··· 本文 ···

アパレル業界の集客方法は、アナログとデジタルの2本軸で進めることが一般的となってきました。店頭販促やDM送付に加え、アプリやSNSの活用といった販促手段も人気が出ており、集客のあり方は日に日に多様化しています。

そのため、店舗ごとにイベントやSNS活用などのアイデアを練り、どの施策が販売促進につながるか見極める必要が出てきました。この記事では、アパレル業界の集客の現状と、今効果的な集客方法、そして実際の販促成功事例をご紹介します。

アパレル業界の現状と将来

アパレル業界がアプリをすぐに活用しなければならない理由 イメージ画像

アパレル業界において効果的な集客方法を知るためには、まず業界全体の現状を知っておく必要があります。
今、この業界では何が起きているのか、どのような課題があるのかを見ていきましょう。

アパレル業界の現状

アパレル業界では、コロナショックの影響もあり厳しい状況が続いています。

特に店舗ビジネスにおいては、海外では有名ファッション雑貨ブランド『ローラアシュレイ』の経営破綻や、国内の老舗109ブランド『セシルマクビー』の全店閉店に驚いた方も多いことでしょう。今、アパレル業界では何が起きているのでしょうか。

低価格志向の強まり

アパレルのみに留まらず、小売業全体で低価格志向を支持する消費者が増えています。

実際に、経済産業省『百貨店研究会 報告書2021年7月7日』によれば、百貨店における衣料品の売上はこの10年で3兆円から2兆円に低下しているとのことです。『メルカリ』を始めとしたフリマアプリの浸透や、『ユニクロ』を始めとしたファストファッションのクオリティ向上により、衣料品にかける顧客の予算感が変化している可能性が考えられるでしょう。

加えて、コロナ禍においては失業者や経済的打撃を受けた消費者も多いですし、テレワークや外出自粛により衣料品のニーズ自体減りつつあるのも現状です。経済的不安やライフスタイルの変化もあり、衣料品への支出は低価格に抑えたいというのも、今の消費者の本音なのかもしれません。

消費者の購買志向が二極化している

前項では、百貨店の衣料品の売上が低下していることをお伝えしました。消費者のニーズが低価格志向へと傾く一方で、高級ブランドの商品や質の高いインポートものを長く使い続けたいという消費者も増えているようです。

··· データ抜粋 ···

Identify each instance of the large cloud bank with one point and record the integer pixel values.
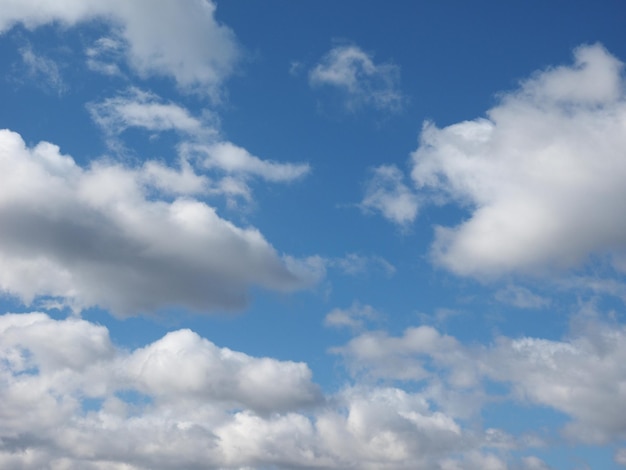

···

(取り組む課題):
(A) アパレル業界についての文章のうち、「実際に、経済産業省」で始まる段落を、主な事実を残して箇条書きにまとめなさい。
(B) アパレル業界についての文章を読み、次の問いに答えなさい。
(i) アパレル業界の集客方法は、何と何の2本軸で進めることが一般的になってきたか。
(ii) 全店閉店した国内の老舗109ブランドは何か。
(iii) 低価格志向とは別に、どのようなものを長く使い続けたいという消費者が増えているか。
(C) アパレル業界についての文章を、最後の文に続けて書き進めなさい。

(順番の解答):
(A)
- 経済産業省『百貨店研究会 報告書2021年7月7日』によると、百貨店の衣料品の売上はこの10年で3兆円から2兆円に低下した。
- 背景として、『メルカリ』をはじめとするフリマアプリの浸透と、『ユニクロ』をはじめとするファストファッションのクオリティ向上が挙げられる。
- これらにより、顧客が衣料品にかける予算感が変化している可能性がある。

(B)
(i) アナログとデジタル
(ii) 『セシルマクビー』
(iii) 高級ブランドの商品や質の高いインポートもの

(C)
プチプラファッションと高級バッグを上手にコーディネートするインフルエンサーも多く、トレンドや移り変わりの激しいファッションアイテムは低価格で購入し、定番アイテムは高品質なものを長く使いたいという需要が高まっています。この購買志向の二極化により、中価格帯のファッションブランドが打撃を受ける可能性は多いにあります。

求められるデジタル化

アパレル業界がアプリを活用することでできること イメージ画像

それでは、今後アパレル業界で生き延びていくためには何が必要なのでしょうか。結論から言えば、『デジタル化』がとても重要になってきており、その理由は3つあります。

EC(通販)での衣料品販売が定着しているため

ECサイトでの衣料品販売が一般的になっている今、消費者はスマートフォンやタブレットなどのデバイスを通して購買の意思決定をすることに慣れてきています。
消費者によっては、店舗で欲しいものの目星をつけてから、実際に購買する際はEC上でゆっくり意思決定するという、アナログとデジタルを駆使した買い物パターンもあります。

デジタルでの購買が定着している今、貴社が店舗のみで商品を取扱っている場合は今後の販売戦略の見直し視野に入れてみるのが得策かもしれません。

スマートフォンが必需品になっているため

今の消費者は、スマートフォンやスマートウォッチなどのデバイスがライフスタイルの中心になっていることが多いです。そのため、紙のポイントカードや店舗のみの販売などは不便に思う層も増えているのです。また、DMでのクーポン送付も紛失のリスクがあるため、メールやアプリでの配信に切り替えることで顧客満足度や利用頻度の向上に繋げられるでしょう。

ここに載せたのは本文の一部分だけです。